Testo selezionato:
____________________

Adesso, con l’immane alluvione che ha sommerso il Veneto e i suoi macchinari esportatori sotto 500 litri d’acqua per metro quadro, la stoffa di questa leadership s’è vista?

Per una settimana, della tragedia non si sono accorti i telegiornali – tutti romani – ma nemmeno i ministri leghisti che stanno a Roma, evidentemente troppo bene. Solo quando i veneti hanno minacciato lo sciopero fiscale, Roma ladrona (con dentro i ministri leghisti) si son mossi. Bossi è arrivato a visitare le zone alluvionate a fianco del capo del governo e – secondo La Padania – ha detto quanto segue:



Ora, io spero (altrimenti siamo tutti fritti) che i lettori veneti, e nordisti in genere, colgano ciò che ha di offensivo per loro questo frasario, per tacere delle rozzezza e vanteria arrogante. Nemmeno l’armatore Achille Lauro, ras e sindaco di Napoli negli anni '50, che comprava i voti regalando alle plebi campane le scarpe sinistre con la promessa di dare le scarpe destre dopo la vittoria elettorale, avrebbe mai detto frasi del genere. Forse solo in Cecenia il capo di un partito che sia anche boss mafioso di una regione può garantire un capo di governo e un ministro, dicendo è ceceno e quindi non dovete preoccuparvi, e assicurando con la sua persona che vi porto gli sghèi. Come se fosse un favore ai sudditi, e non un diritto di cittadini di regioni evolute e moderne in stato di emergenza.

E’ evidente che quelle regioni sono troppo evolute e moderne per Bossi, che è invece infinitamente arretrato nella sua concezione di governo: vi porto gli sghei, baciatemi le mani; per Berlusconi garantisco io; dovete tutto a me, villici e pastori.

E’ un‘idea di governo clientelare, di uno che considera il Veneto, o la Padania, sua proprietà, come fosse un despota locale ottomano. Ad essere proprio buoni, è un’idea molto terrona della gestione pubblica. Troppo.

Una delle domande è: com’è che cittadinanze civili, i cui ceti produttivi competono con la Baviera, sanno muoversi bene all’estero a procacciarsi clienti grazie all’alta qualità dei loro prodotti, hanno dato voti a uno che fa esibizione di primitivismo politico e usa un linguaggio da capo-bastone ceceno? Senza esserlo, si badi, il che è peggio: perchè quando Kadirov garantisce qualcosa ai suoi soggetti, almeno essi vedono che ha dietro centinaia di fedeli armati di mitragliatori, numerosi sicarii ai suoi ordini, autoblindo, e Rolls-Royce cariche di lingotti d’oro: insomma, la forza bruta, che è già qualcosa.

Bossi non ha nulla di questo, in uno Stato (più o meno) di diritto non può garantire nulla col suo peso personale – come si fa invece in Sicilia, o come a Napoli fa un camorrista. Lui lo sa benissimo. E se usa questo linguaggio rozzo e vano, è perchè ritiene che questo linguaggio porti voti. E non deve aver torto, visto che i voti sono arrivati.

____________________

[Righe tratte da un dataset]
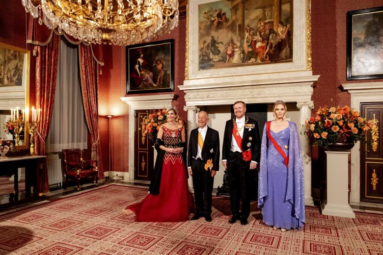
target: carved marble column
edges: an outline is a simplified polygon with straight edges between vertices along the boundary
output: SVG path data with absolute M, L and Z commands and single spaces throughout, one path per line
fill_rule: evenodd
M 301 140 L 304 178 L 304 201 L 307 205 L 314 205 L 311 196 L 311 146 L 307 136 L 303 133 L 304 121 L 311 117 L 314 108 L 312 101 L 298 102 L 297 108 L 300 113 L 300 123 L 297 123 L 299 138 Z
M 199 111 L 199 108 L 195 105 L 185 105 L 184 106 L 184 110 L 188 111 L 188 127 L 187 134 L 186 143 L 188 147 L 189 146 L 189 137 L 190 137 L 190 132 L 197 127 L 197 118 L 195 114 Z M 185 162 L 187 164 L 187 162 Z M 193 191 L 193 179 L 192 178 L 188 179 L 188 184 L 189 186 L 189 190 Z

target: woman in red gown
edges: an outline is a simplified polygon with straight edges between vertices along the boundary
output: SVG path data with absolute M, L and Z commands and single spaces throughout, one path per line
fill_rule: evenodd
M 188 174 L 182 156 L 186 148 L 185 128 L 176 122 L 176 116 L 175 109 L 168 109 L 167 122 L 159 130 L 155 145 L 158 154 L 149 195 L 125 208 L 127 213 L 136 214 L 137 221 L 189 219 L 193 197 L 188 186 Z

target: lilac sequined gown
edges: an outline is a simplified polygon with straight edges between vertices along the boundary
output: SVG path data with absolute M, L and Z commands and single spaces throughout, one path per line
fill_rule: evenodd
M 289 157 L 289 169 L 273 143 L 270 141 L 266 142 L 266 130 L 265 126 L 258 198 L 263 222 L 277 228 L 300 229 L 305 215 L 301 154 L 298 134 L 295 133 L 296 126 L 290 122 L 289 127 L 277 133 L 270 130 L 272 136 Z M 290 149 L 284 149 L 285 145 Z M 288 171 L 290 172 L 288 173 Z

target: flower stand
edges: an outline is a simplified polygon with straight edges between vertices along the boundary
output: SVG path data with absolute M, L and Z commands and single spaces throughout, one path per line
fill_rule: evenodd
M 326 151 L 327 203 L 322 204 L 325 215 L 355 218 L 348 202 L 348 158 L 350 152 Z

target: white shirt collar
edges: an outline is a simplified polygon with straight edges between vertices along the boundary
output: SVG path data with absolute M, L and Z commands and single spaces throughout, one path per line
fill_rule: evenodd
M 203 128 L 198 128 L 198 132 L 205 132 L 205 133 L 207 131 L 207 125 L 203 127 Z
M 245 119 L 245 116 L 244 116 L 244 117 L 243 117 L 242 119 L 238 119 L 238 118 L 236 117 L 235 122 L 237 123 L 244 123 Z

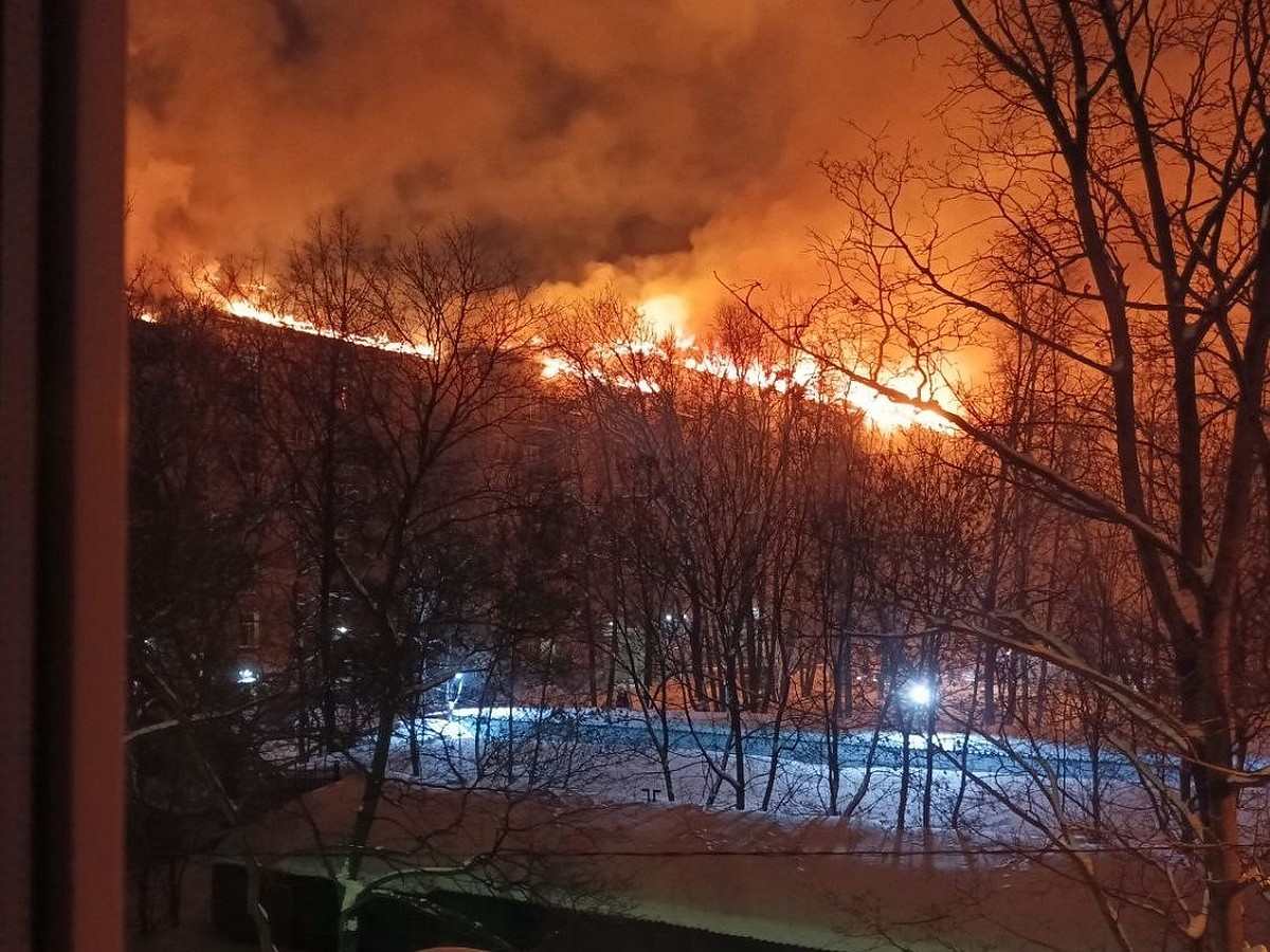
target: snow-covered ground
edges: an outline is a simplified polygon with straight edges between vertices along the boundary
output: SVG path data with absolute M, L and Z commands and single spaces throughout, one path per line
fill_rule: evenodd
M 1162 854 L 1151 850 L 1166 843 L 1123 758 L 1100 764 L 1100 809 L 1107 829 L 1130 831 L 1146 854 L 1093 835 L 1088 755 L 1053 744 L 909 735 L 899 833 L 899 734 L 843 739 L 839 809 L 864 787 L 845 817 L 828 810 L 817 736 L 787 735 L 773 768 L 771 732 L 757 720 L 744 744 L 745 810 L 733 809 L 734 753 L 716 717 L 663 726 L 629 710 L 458 710 L 413 725 L 414 744 L 410 727 L 399 729 L 390 769 L 400 783 L 372 833 L 381 873 L 444 869 L 488 852 L 489 869 L 533 878 L 540 897 L 841 951 L 1111 949 L 1091 894 L 1073 881 L 1081 864 L 1126 894 L 1160 887 Z M 314 791 L 253 829 L 253 852 L 329 875 L 359 792 L 357 776 Z M 1262 814 L 1247 814 L 1257 831 Z M 461 880 L 434 872 L 401 882 Z M 1151 915 L 1125 906 L 1123 922 L 1147 947 L 1173 947 Z M 1255 937 L 1261 925 L 1259 910 Z

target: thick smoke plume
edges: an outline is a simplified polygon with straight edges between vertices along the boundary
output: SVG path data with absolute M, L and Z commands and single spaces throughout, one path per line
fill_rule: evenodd
M 814 168 L 919 128 L 838 0 L 133 0 L 130 254 L 265 254 L 315 215 L 474 223 L 527 284 L 697 306 L 809 279 Z

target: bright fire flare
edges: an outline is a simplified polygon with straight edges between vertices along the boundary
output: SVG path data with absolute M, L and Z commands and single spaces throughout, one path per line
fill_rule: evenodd
M 201 289 L 215 293 L 221 298 L 224 312 L 241 320 L 257 321 L 272 327 L 284 327 L 331 340 L 344 340 L 358 347 L 411 354 L 423 360 L 437 358 L 437 348 L 432 344 L 392 340 L 382 334 L 347 334 L 334 327 L 321 327 L 296 315 L 272 311 L 243 296 L 224 294 L 216 289 L 211 279 L 202 282 Z M 856 381 L 834 382 L 837 374 L 826 371 L 810 357 L 800 358 L 792 367 L 768 367 L 758 360 L 749 363 L 747 367 L 740 367 L 730 357 L 718 352 L 702 350 L 696 347 L 691 336 L 683 334 L 683 327 L 688 319 L 688 306 L 678 294 L 659 294 L 648 298 L 635 310 L 644 321 L 644 330 L 650 336 L 594 345 L 592 354 L 598 358 L 598 363 L 606 363 L 624 354 L 659 357 L 688 371 L 710 374 L 720 380 L 740 381 L 761 390 L 771 388 L 777 393 L 785 393 L 790 387 L 796 387 L 809 400 L 848 404 L 860 410 L 872 426 L 884 433 L 907 429 L 913 425 L 939 433 L 951 433 L 955 430 L 937 413 L 895 402 L 865 383 Z M 157 321 L 157 316 L 151 311 L 146 311 L 138 315 L 138 317 L 151 324 Z M 663 343 L 657 343 L 658 340 Z M 669 353 L 667 352 L 667 347 L 669 347 Z M 616 387 L 638 390 L 641 393 L 655 393 L 660 390 L 655 381 L 632 378 L 627 374 L 608 376 L 599 367 L 584 369 L 574 360 L 558 354 L 546 354 L 541 360 L 542 377 L 545 380 L 560 376 L 589 377 L 593 380 L 607 380 Z M 918 392 L 916 380 L 912 376 L 897 374 L 883 381 L 883 385 L 909 396 L 916 396 Z
M 643 319 L 646 330 L 655 340 L 673 338 L 676 347 L 690 347 L 692 338 L 686 336 L 688 326 L 688 302 L 679 294 L 658 294 L 635 306 L 635 312 Z

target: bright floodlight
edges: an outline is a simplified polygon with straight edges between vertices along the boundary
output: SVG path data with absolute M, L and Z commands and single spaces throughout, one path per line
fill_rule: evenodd
M 935 689 L 925 680 L 909 682 L 904 694 L 908 697 L 908 703 L 917 707 L 927 707 L 935 701 Z

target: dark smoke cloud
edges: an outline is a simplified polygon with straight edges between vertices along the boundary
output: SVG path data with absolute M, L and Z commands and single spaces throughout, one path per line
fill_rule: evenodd
M 471 221 L 533 283 L 784 279 L 836 216 L 812 162 L 935 98 L 852 9 L 133 0 L 130 250 L 277 254 L 339 206 Z

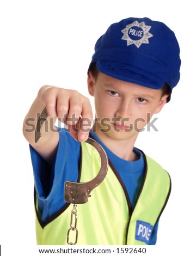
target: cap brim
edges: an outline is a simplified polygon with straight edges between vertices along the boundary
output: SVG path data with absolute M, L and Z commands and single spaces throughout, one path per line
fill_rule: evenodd
M 161 89 L 165 81 L 146 70 L 122 63 L 97 61 L 98 70 L 108 76 L 120 80 L 136 83 L 151 89 Z

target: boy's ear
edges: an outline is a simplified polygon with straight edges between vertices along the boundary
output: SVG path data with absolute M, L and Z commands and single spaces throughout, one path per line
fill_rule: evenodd
M 88 75 L 88 88 L 89 94 L 94 96 L 94 86 L 95 83 L 95 79 L 92 72 L 89 71 Z
M 158 113 L 160 112 L 164 106 L 165 103 L 167 102 L 167 98 L 169 96 L 169 94 L 165 94 L 163 95 L 158 104 L 157 107 L 155 112 L 155 114 L 158 114 Z

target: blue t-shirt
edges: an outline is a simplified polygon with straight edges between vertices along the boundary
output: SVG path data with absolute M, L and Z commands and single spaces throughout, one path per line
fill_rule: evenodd
M 43 221 L 66 204 L 64 200 L 64 182 L 66 180 L 77 181 L 78 178 L 80 143 L 75 141 L 66 129 L 58 129 L 58 148 L 51 169 L 48 163 L 30 146 L 35 187 Z M 124 160 L 109 150 L 92 131 L 90 134 L 102 146 L 115 168 L 125 185 L 133 208 L 144 176 L 144 161 L 142 152 L 134 148 L 133 151 L 139 156 L 138 160 L 133 162 Z M 156 243 L 158 224 L 158 222 L 154 227 L 150 245 Z

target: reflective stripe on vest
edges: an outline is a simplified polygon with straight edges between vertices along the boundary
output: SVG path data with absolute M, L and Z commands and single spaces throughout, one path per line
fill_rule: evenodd
M 79 180 L 85 182 L 96 176 L 101 160 L 91 145 L 81 145 Z M 92 191 L 87 203 L 77 206 L 77 245 L 149 243 L 152 229 L 169 196 L 170 179 L 158 163 L 144 157 L 145 176 L 133 211 L 123 182 L 109 162 L 105 180 Z M 67 203 L 44 223 L 39 216 L 35 198 L 37 243 L 67 245 L 73 205 Z M 73 237 L 72 241 L 75 240 Z

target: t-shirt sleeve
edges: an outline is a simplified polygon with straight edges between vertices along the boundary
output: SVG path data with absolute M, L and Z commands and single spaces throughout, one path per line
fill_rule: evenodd
M 38 206 L 45 220 L 66 203 L 64 200 L 64 182 L 77 181 L 78 176 L 80 143 L 66 129 L 58 130 L 59 144 L 51 168 L 29 146 Z

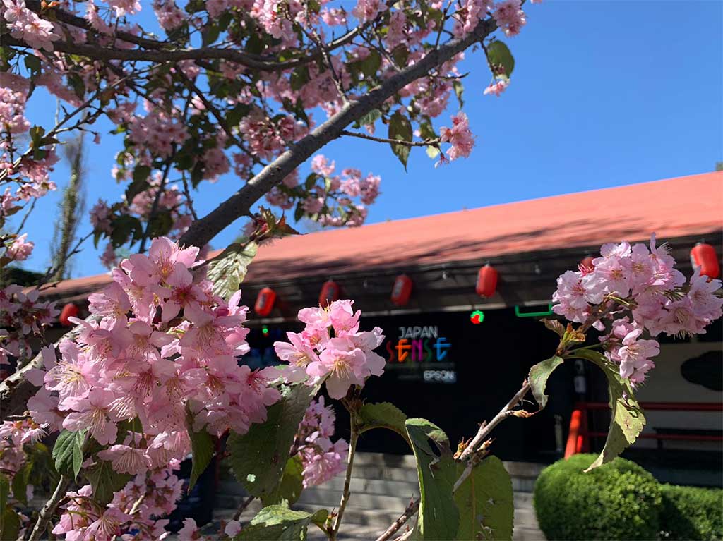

____________________

Esercizi da svolgere:
A – Trascrivi dal testo sull'alluvione in Veneto il passo che parte dalle parole "Bossi non ha" e si chiude con le parole "voti sono arrivati.".
B – Nel testo sull'alluvione in Veneto, chi era Achille Lauro?

Soluzioni per esercizio:
A –
Bossi non ha nulla di questo, in uno Stato (più o meno) di diritto non può garantire nulla col suo peso personale – come si fa invece in Sicilia, o come a Napoli fa un camorrista. Lui lo sa benissimo. E se usa questo linguaggio rozzo e vano, è perchè ritiene che questo linguaggio porti voti. E non deve aver torto, visto che i voti sono arrivati.

B – Era un armatore, ras e sindaco di Napoli negli anni '50.